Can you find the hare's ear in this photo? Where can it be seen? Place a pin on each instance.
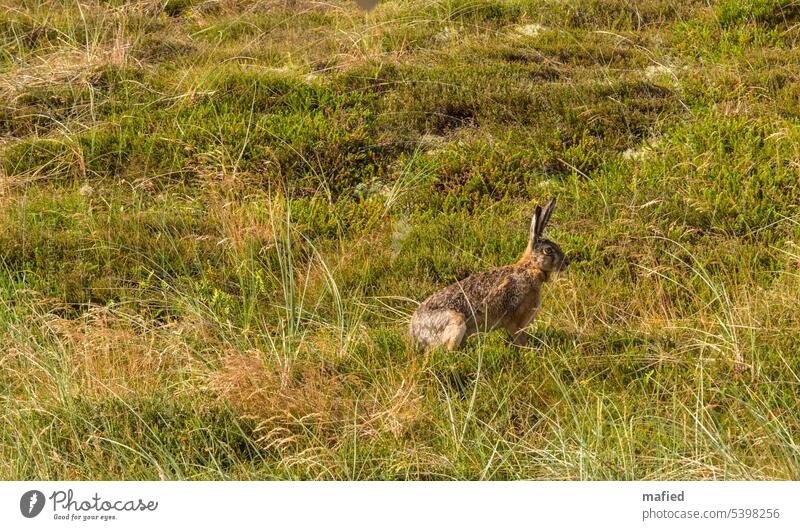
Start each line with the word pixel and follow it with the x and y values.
pixel 535 227
pixel 548 211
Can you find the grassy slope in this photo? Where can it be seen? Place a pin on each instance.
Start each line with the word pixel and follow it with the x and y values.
pixel 215 217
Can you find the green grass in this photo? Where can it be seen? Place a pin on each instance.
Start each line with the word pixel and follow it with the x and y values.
pixel 217 217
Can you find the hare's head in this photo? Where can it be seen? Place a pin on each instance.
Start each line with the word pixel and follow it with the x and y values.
pixel 542 253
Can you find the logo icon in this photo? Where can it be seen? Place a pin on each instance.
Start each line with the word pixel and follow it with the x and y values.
pixel 31 503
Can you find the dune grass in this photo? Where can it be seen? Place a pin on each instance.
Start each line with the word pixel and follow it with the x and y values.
pixel 216 218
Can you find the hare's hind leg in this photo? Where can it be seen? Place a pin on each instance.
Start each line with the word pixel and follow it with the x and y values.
pixel 454 332
pixel 431 329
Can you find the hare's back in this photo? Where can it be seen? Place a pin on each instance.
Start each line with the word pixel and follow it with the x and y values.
pixel 471 294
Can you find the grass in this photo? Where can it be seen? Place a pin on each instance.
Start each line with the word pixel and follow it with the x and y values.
pixel 217 218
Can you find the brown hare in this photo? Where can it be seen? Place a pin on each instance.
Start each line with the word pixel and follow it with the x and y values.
pixel 506 297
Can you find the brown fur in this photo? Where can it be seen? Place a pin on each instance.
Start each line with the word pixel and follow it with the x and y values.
pixel 507 297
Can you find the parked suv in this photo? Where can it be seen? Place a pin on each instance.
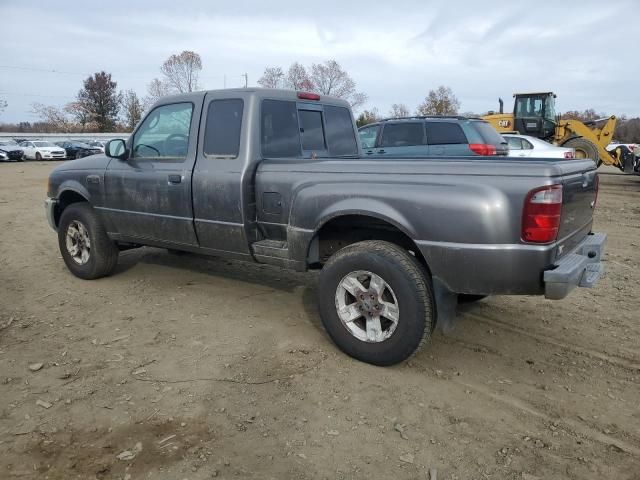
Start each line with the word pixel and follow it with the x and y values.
pixel 433 136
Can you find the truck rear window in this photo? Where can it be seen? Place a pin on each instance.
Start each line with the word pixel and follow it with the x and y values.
pixel 340 135
pixel 280 134
pixel 402 134
pixel 445 133
pixel 311 130
pixel 222 133
pixel 488 133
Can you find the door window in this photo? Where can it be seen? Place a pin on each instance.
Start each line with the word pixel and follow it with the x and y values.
pixel 445 133
pixel 368 136
pixel 164 134
pixel 403 134
pixel 222 133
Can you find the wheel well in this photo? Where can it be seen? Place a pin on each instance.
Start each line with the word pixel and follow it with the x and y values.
pixel 345 230
pixel 66 198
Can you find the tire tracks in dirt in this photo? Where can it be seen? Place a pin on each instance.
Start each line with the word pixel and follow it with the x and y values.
pixel 616 360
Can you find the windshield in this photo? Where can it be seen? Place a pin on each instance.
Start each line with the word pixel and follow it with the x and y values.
pixel 550 109
pixel 530 106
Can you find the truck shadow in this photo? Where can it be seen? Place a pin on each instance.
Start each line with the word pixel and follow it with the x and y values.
pixel 269 276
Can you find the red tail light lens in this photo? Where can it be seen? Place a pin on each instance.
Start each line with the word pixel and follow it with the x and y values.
pixel 482 148
pixel 541 214
pixel 308 96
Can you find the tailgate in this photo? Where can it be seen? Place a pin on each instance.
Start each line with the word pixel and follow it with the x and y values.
pixel 579 191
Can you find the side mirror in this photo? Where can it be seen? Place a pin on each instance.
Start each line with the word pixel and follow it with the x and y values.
pixel 116 149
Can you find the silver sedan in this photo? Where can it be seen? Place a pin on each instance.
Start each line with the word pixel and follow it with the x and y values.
pixel 527 146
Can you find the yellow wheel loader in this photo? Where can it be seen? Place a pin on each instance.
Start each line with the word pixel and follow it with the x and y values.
pixel 534 114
───
Problem to work on - Quote each entry above verbatim and drop the pictures.

Correct response -
Can you find the hare's ear in this photo? Where can it be seen? Place a pin on each instance.
Start each line with the word pixel and follow it with the x and y values.
pixel 535 227
pixel 548 211
Can you find the grassy slope in this photo? Where can it be seen? Place a pin on each instance.
Start each line with the word pixel and follow it with the x and y values.
pixel 215 217
Can you find the green grass in this photo? Where can it be seen? Place a pin on each instance.
Start each line with the word pixel and follow it with the x and y values.
pixel 217 217
Can you find the hare's head in this photo? Where can it be seen? Place a pin on each instance.
Start each line with the word pixel and follow it with the x and y values.
pixel 542 253
Can you find the logo icon in this photo? Where can it be seen? Place a pin on each instance.
Start each line with the word pixel and follow it with the x and y values.
pixel 31 503
Can you find the dune grass in this photo? Where can it be seen? Place a pin on each instance.
Start each line with the word pixel and follow it with the x and y values.
pixel 216 218
Can you find the hare's hind leg in this photo? Where can it be seen? Place a pin on each instance.
Start each line with the word pixel and follow it with the x and y values.
pixel 454 332
pixel 431 329
Can you find the hare's back in this photo? Where can it be seen? Place a pin on each instance.
Start each line with the word pixel and follow it with the x and y values.
pixel 471 294
Can you find the grass in this photo? Where can it be seen? Place a pin on each instance.
Start each line with the word pixel and follow it with the x and y values.
pixel 217 218
Can you find the brown hare in this photo? Where can it be seen? Place a pin on each instance.
Start each line with the word pixel and follow it with the x and y values.
pixel 506 297
Can you find the brown fur in this photo? Where can it be seen? Place a pin on each instance.
Start each line with the word pixel and follow it with the x and y values.
pixel 507 297
Can you find the parked suv in this photo? Where can it be seen? Place a pin on each instance.
Start each line with the word pixel and follow it with the x and y values.
pixel 433 136
Can you find the truck rear window in this photo? Where can it be seen? Place a pin on each instance.
Start each line with the word pixel and follow it with the x and y values.
pixel 340 135
pixel 280 134
pixel 402 134
pixel 445 133
pixel 311 130
pixel 222 133
pixel 488 133
Can you find the door window in this photo? Where can it be seen? Place a pin on each instance.
Start each line with the word pixel and follow it with the x and y values.
pixel 445 133
pixel 368 136
pixel 164 134
pixel 403 134
pixel 222 133
Can you find the wheel well in this photo? Where can it be seen? Place a pin on each instance.
Start each line with the word pixel and follow it with the x and y values.
pixel 345 230
pixel 66 198
Can you find the tire tracks in dirt in this photo? Where can it be seen? Place a pin on each instance.
Start each line with the word pixel and follow it with the x and y values.
pixel 616 360
Can you find the windshield in this photo? Where can it be seen? Place a pin on each instance.
Start each line with the word pixel and follow it with the x and y values.
pixel 550 109
pixel 530 106
Can you find the truck shadow in this photo? Where can it be seen? Place a pin on each instance.
Start each line with the word pixel and follow it with the x and y values.
pixel 269 276
Can you find the red tail light lens in this photo? Where can it be seen? Place a pin on each instance.
Start each line with the word pixel and follow it with the x and y values.
pixel 482 148
pixel 541 214
pixel 308 96
Can you find the tailgate in this photo? Where can it be seen? Place a pin on each instance.
Start each line with the word pixel and follow it with the x and y values.
pixel 579 191
Can you find the side mirror in this photo? Where can it be seen? Place a pin on each instance.
Start each line with the word pixel and follow it with the x and y values.
pixel 116 149
Can you find the silver sedan in this photo? Where can it be seen? Place a pin on each instance.
Start each line with the word pixel and follow it with the x and y values.
pixel 527 146
Can you find the yellow wheel loader in this photo? Where can it be seen? Place a pin on each instance.
Start each line with the word pixel and follow it with the x and y values.
pixel 534 114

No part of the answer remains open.